Exercise objective ▸ Set down each entry exactly as given; pictures should not appear in the copy.

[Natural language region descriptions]
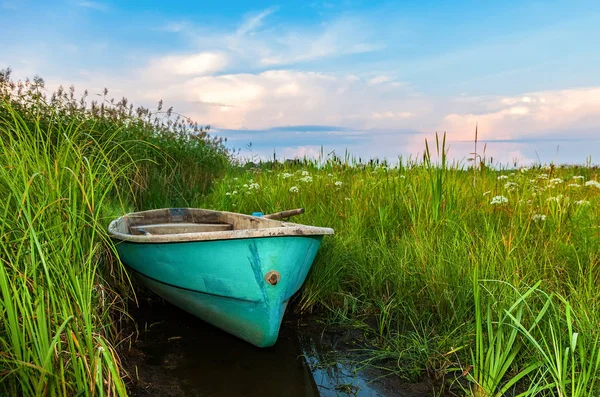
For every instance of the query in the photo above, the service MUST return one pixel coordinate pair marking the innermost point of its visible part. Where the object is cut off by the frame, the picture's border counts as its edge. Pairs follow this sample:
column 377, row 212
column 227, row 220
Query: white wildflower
column 499, row 200
column 538, row 218
column 593, row 183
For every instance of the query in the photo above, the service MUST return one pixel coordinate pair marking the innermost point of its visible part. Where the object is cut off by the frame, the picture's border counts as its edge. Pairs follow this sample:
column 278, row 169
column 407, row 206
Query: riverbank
column 178, row 355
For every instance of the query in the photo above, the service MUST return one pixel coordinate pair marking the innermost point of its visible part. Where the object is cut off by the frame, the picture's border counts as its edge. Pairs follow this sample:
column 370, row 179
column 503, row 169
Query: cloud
column 253, row 22
column 198, row 64
column 534, row 114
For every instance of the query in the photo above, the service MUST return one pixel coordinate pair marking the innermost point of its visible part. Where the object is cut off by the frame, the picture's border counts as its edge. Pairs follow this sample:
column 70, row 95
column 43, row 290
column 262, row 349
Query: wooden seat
column 179, row 227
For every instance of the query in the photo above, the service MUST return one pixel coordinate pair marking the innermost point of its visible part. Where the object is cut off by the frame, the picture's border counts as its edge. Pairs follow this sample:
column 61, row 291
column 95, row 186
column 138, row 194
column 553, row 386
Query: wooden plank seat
column 178, row 228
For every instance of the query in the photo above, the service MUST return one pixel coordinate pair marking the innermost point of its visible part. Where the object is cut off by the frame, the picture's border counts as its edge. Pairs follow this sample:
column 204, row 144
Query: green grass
column 66, row 169
column 413, row 244
column 484, row 276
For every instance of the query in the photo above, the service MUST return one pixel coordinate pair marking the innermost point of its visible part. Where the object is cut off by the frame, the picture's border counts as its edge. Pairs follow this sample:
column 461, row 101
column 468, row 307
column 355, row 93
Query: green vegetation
column 492, row 280
column 485, row 277
column 66, row 169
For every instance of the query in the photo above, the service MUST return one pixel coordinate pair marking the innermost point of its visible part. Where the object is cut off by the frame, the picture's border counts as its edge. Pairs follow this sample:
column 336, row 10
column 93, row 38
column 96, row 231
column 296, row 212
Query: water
column 180, row 355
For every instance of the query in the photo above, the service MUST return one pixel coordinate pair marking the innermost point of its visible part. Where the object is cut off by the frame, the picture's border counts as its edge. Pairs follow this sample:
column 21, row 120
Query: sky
column 297, row 78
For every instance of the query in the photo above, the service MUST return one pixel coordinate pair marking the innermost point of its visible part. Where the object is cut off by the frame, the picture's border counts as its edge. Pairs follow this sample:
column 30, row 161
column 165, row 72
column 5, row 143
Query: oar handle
column 285, row 214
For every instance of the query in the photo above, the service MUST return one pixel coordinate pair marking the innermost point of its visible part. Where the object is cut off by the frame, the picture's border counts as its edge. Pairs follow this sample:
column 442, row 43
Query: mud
column 177, row 354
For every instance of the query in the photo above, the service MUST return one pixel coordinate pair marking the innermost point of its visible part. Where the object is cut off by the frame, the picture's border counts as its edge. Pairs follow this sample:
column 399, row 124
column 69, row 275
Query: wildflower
column 499, row 200
column 593, row 183
column 538, row 218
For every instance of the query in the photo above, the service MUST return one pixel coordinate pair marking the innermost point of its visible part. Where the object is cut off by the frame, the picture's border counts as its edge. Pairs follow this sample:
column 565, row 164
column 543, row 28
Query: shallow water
column 179, row 355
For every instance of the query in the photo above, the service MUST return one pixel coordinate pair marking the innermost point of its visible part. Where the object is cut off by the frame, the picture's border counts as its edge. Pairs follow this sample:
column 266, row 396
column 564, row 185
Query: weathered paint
column 223, row 281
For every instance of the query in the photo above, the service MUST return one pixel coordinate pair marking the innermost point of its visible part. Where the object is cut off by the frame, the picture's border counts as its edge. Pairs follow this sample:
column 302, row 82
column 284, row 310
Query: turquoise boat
column 232, row 270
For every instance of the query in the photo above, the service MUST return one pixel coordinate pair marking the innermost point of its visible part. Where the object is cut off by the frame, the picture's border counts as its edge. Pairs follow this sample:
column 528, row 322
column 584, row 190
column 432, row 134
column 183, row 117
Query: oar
column 285, row 214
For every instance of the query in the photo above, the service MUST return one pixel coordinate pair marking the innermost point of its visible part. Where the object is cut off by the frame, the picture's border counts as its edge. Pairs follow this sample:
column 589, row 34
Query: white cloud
column 198, row 64
column 531, row 114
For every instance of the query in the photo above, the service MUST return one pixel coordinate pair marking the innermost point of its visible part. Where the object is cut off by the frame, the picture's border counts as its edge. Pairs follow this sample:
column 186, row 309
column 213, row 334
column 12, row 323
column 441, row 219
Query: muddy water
column 179, row 355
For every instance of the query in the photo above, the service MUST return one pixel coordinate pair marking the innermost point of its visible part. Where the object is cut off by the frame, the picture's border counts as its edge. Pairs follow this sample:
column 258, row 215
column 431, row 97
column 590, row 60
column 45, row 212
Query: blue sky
column 376, row 78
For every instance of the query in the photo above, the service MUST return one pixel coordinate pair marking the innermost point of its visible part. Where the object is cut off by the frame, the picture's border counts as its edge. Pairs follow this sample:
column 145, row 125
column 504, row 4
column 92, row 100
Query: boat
column 232, row 270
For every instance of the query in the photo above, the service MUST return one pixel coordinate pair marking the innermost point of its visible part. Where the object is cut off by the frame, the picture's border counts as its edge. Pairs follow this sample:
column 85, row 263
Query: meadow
column 483, row 275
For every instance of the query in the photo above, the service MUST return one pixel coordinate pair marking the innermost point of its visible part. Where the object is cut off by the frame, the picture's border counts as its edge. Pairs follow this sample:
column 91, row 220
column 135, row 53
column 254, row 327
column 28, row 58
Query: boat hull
column 226, row 282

Expected output ▸
For every instance of the query in the photo above, the service MUST return one pixel coordinate pair marking the innermost point of its visible part. Where the object is cut off by the frame, the picture's border counts as its edge. Pairs follow this sample:
column 377, row 212
column 227, row 220
Query: white wildflower
column 499, row 200
column 538, row 218
column 593, row 183
For every instance of the query in the photo above, the service MUST return one pixel coordinate pair marking the innermost point of its visible part. Where the object is cut off by the frame, the picture's border counts as its edge. Pairs follow this sample:
column 278, row 169
column 407, row 206
Query: riverbank
column 178, row 355
For every instance of the query in the photo above, the service MUST return one pixel coordinate pair marking the innermost point of its visible part. Where the object is cut off by the frame, the picture's border counts as its edge. Pairs follow this sample:
column 370, row 179
column 503, row 169
Query: cloud
column 253, row 22
column 198, row 64
column 534, row 114
For every instance of the query in the photo above, the service MUST return one pixel coordinate pair marking the innermost point of its visible part. Where the object is cut off by the frame, the picture's border counts as its edge. Pairs follow this sample:
column 70, row 95
column 43, row 290
column 262, row 349
Query: wooden seat
column 179, row 227
For every instance of the query in the photo above, the service MUST return one pixel coordinate pair marking the innermost point of its visible part. Where the object is cut off by the frame, the picture's border counts as its edge. Pairs follow this sample:
column 61, row 291
column 95, row 186
column 138, row 194
column 553, row 386
Query: wooden plank seat
column 178, row 228
For every instance of the query in the photo above, the service MUST return one pixel coordinate pair marking the innermost point of its visible part. Where the object is cut off by the frame, the picture's border counts as its edge. Pairs follow this sample:
column 204, row 144
Query: green grass
column 66, row 169
column 413, row 244
column 484, row 276
For every instance of the query in the photo above, the service MUST return one pixel coordinate pair marking the innermost point of its visible part. Where the object is cut off by the frame, the picture's border counts as its edge. Pairs follow this sample:
column 461, row 101
column 468, row 307
column 355, row 93
Query: green vegetation
column 492, row 280
column 485, row 277
column 66, row 169
For every instance of the query in the photo above, the service MUST return one pixel coordinate pair marking the innermost point of its visible part. Where the object is cut off by the frame, the picture's border counts as its edge. Pairs follow this sample:
column 336, row 10
column 93, row 38
column 96, row 231
column 296, row 212
Query: water
column 180, row 355
For every instance of the query in the photo above, the service MUST return one pixel coordinate pair marking the innermost point of its visible part. Where the object is cut off by the frame, the picture's border counts as its edge. Pairs follow this sample:
column 21, row 120
Query: sky
column 297, row 78
For every instance of the query in the photo above, the service MUST return one pixel coordinate pair marking the innermost point of its visible part. Where the object is cut off by the frame, the picture's border counts as its edge. Pairs follow this sample:
column 30, row 161
column 165, row 72
column 5, row 143
Query: oar handle
column 285, row 214
For every instance of the query in the photo above, the service MUST return one pixel coordinate pair marking the innermost point of its visible part. Where the object is cut off by the frame, the picture's border counts as its edge. Pairs follow this sample:
column 442, row 43
Query: mud
column 177, row 354
For every instance of the query in the photo above, the service MUST return one pixel coordinate pair marking the innermost point of its visible part. Where the object is cut off by the frame, the picture's border counts as its edge. Pairs follow this sample:
column 399, row 124
column 69, row 275
Query: wildflower
column 499, row 200
column 593, row 183
column 538, row 218
For every instance of the query in the photo above, the service MUST return one pixel coordinate pair marking the innermost point of its visible part. Where the object is cut off by the frame, the picture's border counts as its edge. Pairs follow this sample:
column 565, row 164
column 543, row 28
Query: shallow water
column 179, row 355
For every instance of the query in the photo above, the service MUST return one pixel coordinate pair marking the innermost point of its visible part. Where the object is cut off by the frame, the picture's border counts as its edge. Pairs follow this sample:
column 266, row 396
column 564, row 185
Query: weathered paint
column 223, row 281
For every instance of the query in the photo above, the service MUST return one pixel coordinate pair marking the innermost point of its visible part. Where the object is cut off by the frame, the picture's border counts as its edge. Pairs follow this sample:
column 302, row 82
column 284, row 310
Query: turquoise boat
column 232, row 270
For every instance of the query in the photo above, the service MUST return one pixel coordinate pair marking the innermost point of its visible part. Where the object is cut off by the frame, the picture's border counts as its edge. Pairs follow this sample:
column 528, row 322
column 584, row 190
column 432, row 134
column 183, row 117
Query: oar
column 285, row 214
For every instance of the query in the photo above, the service MUST return one pixel coordinate pair marking the innermost point of its visible part. Where the object is cut off by the frame, the picture's border counts as its edge. Pairs follow this sample:
column 589, row 34
Query: white cloud
column 198, row 64
column 531, row 114
For every instance of the query in the photo above, the service MUST return one pixel coordinate pair marking the innermost point of its visible part. Where the object is cut off by the frame, the picture's border counts as its edge. Pairs follow this sample:
column 186, row 309
column 213, row 334
column 12, row 323
column 441, row 219
Query: muddy water
column 179, row 355
For every instance of the query in the photo above, the service MUST return one pixel coordinate pair marking the innermost point of its visible part. Where the object is cut off by the frame, the picture's border counts as its edge. Pairs follow this sample:
column 258, row 215
column 431, row 97
column 590, row 60
column 45, row 212
Query: blue sky
column 376, row 78
For every instance of the query in the photo above, the service MUST return one pixel coordinate pair marking the innermost point of its visible part. Where the object is cut off by the frame, the picture's border counts as its edge. Pairs follow this sample:
column 145, row 125
column 504, row 4
column 92, row 100
Query: boat
column 232, row 270
For every instance of the query in the photo above, the service MUST return one pixel coordinate pair marking the innermost point of its visible part. Where the object is cut off by the frame, the picture's border counts as its edge. Pairs follow this sample:
column 85, row 263
Query: meadow
column 483, row 275
For every instance of the query in the photo above, the service MUST return one pixel coordinate pair marking the innermost point of its visible part. Where the object is cut off by the frame, the picture's border counts as its edge. Pairs follow this sample:
column 91, row 220
column 135, row 53
column 254, row 327
column 28, row 58
Query: boat hull
column 226, row 282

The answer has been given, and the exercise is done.